Passage provided START

Metamath Proof Explorer

Theorem coprmdvds2d

Description: If an integer is divisible by two coprime integers, then it is divisible by their product, a deduction version. (Contributed by metakunt, 12-May-2024)

		Ref	Expression
	Hypotheses	coprmdvds2d.1	⊢ ( 𝜑 → 𝐾 ∈ ℤ )
		coprmdvds2d.2	⊢ ( 𝜑 → 𝑀 ∈ ℤ )
		coprmdvds2d.3	⊢ ( 𝜑 → 𝑁 ∈ ℤ )
		coprmdvds2d.4	⊢ ( 𝜑 → ( 𝐾 gcd 𝑀 ) = 1 )
		coprmdvds2d.5	⊢ ( 𝜑 → 𝐾 ∥ 𝑁 )
		coprmdvds2d.6	⊢ ( 𝜑 → 𝑀 ∥ 𝑁 )
	Assertion	coprmdvds2d	⊢ ( 𝜑 → ( 𝐾 · 𝑀 ) ∥ 𝑁 )

Proof

Step	Hyp	Ref	Expression
1		coprmdvds2d.1	⊢ ( 𝜑 → 𝐾 ∈ ℤ )

Passage provided END
Collected data START

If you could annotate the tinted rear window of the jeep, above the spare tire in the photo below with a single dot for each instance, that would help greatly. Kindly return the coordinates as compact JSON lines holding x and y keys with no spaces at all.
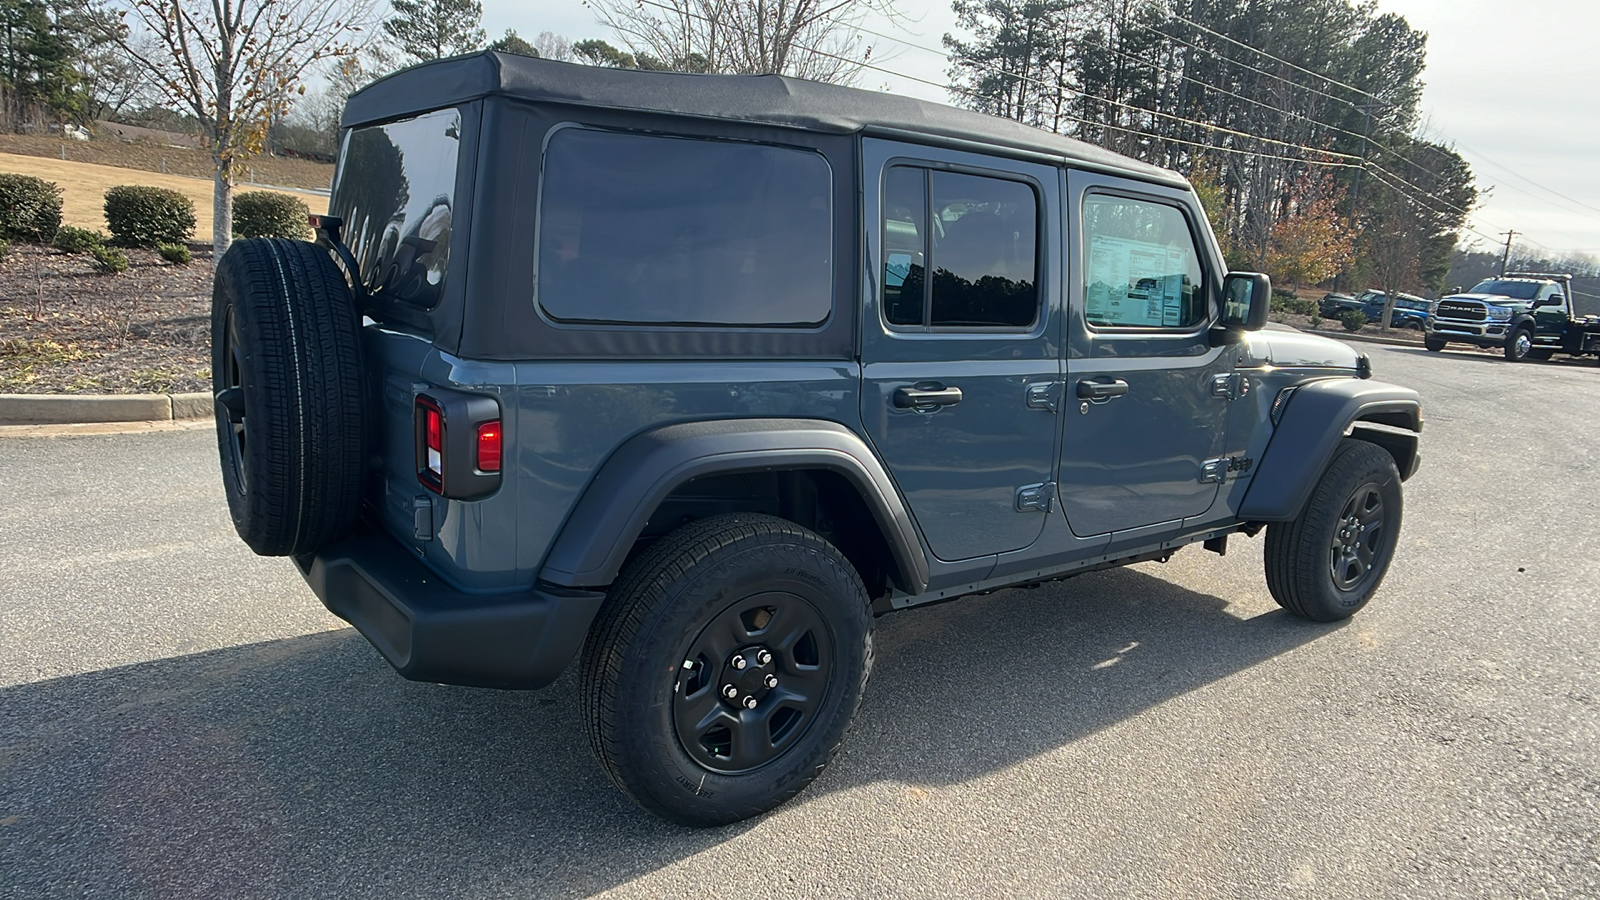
{"x":396,"y":195}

Collected data END

> [Your assignment]: Write the continuation of the Metamath page on theorem coprmdvds2d, beginning after its last line. The listing is separate material and has no connection to the Metamath page.

> [Output of the exercise]:
2		coprmdvds2d.2	⊢ ( 𝜑 → 𝑀 ∈ ℤ )
3		coprmdvds2d.3	⊢ ( 𝜑 → 𝑁 ∈ ℤ )
4		coprmdvds2d.4	⊢ ( 𝜑 → ( 𝐾 gcd 𝑀 ) = 1 )
5		coprmdvds2d.5	⊢ ( 𝜑 → 𝐾 ∥ 𝑁 )
6		coprmdvds2d.6	⊢ ( 𝜑 → 𝑀 ∥ 𝑁 )
7	1 2 3	3jca	⊢ ( 𝜑 → ( 𝐾 ∈ ℤ ∧ 𝑀 ∈ ℤ ∧ 𝑁 ∈ ℤ ) )
8	7 4	jca	⊢ ( 𝜑 → ( ( 𝐾 ∈ ℤ ∧ 𝑀 ∈ ℤ ∧ 𝑁 ∈ ℤ ) ∧ ( 𝐾 gcd 𝑀 ) = 1 ) )
9		coprmdvds2	⊢ ( ( ( 𝐾 ∈ ℤ ∧ 𝑀 ∈ ℤ ∧ 𝑁 ∈ ℤ ) ∧ ( 𝐾 gcd 𝑀 ) = 1 ) → ( ( 𝐾 ∥ 𝑁 ∧ 𝑀 ∥ 𝑁 ) → ( 𝐾 · 𝑀 ) ∥ 𝑁 ) )
10	8 9	syl	⊢ ( 𝜑 → ( ( 𝐾 ∥ 𝑁 ∧ 𝑀 ∥ 𝑁 ) → ( 𝐾 · 𝑀 ) ∥ 𝑁 ) )
11	5 6 10	mp2and	⊢ ( 𝜑 → ( 𝐾 · 𝑀 ) ∥ 𝑁 )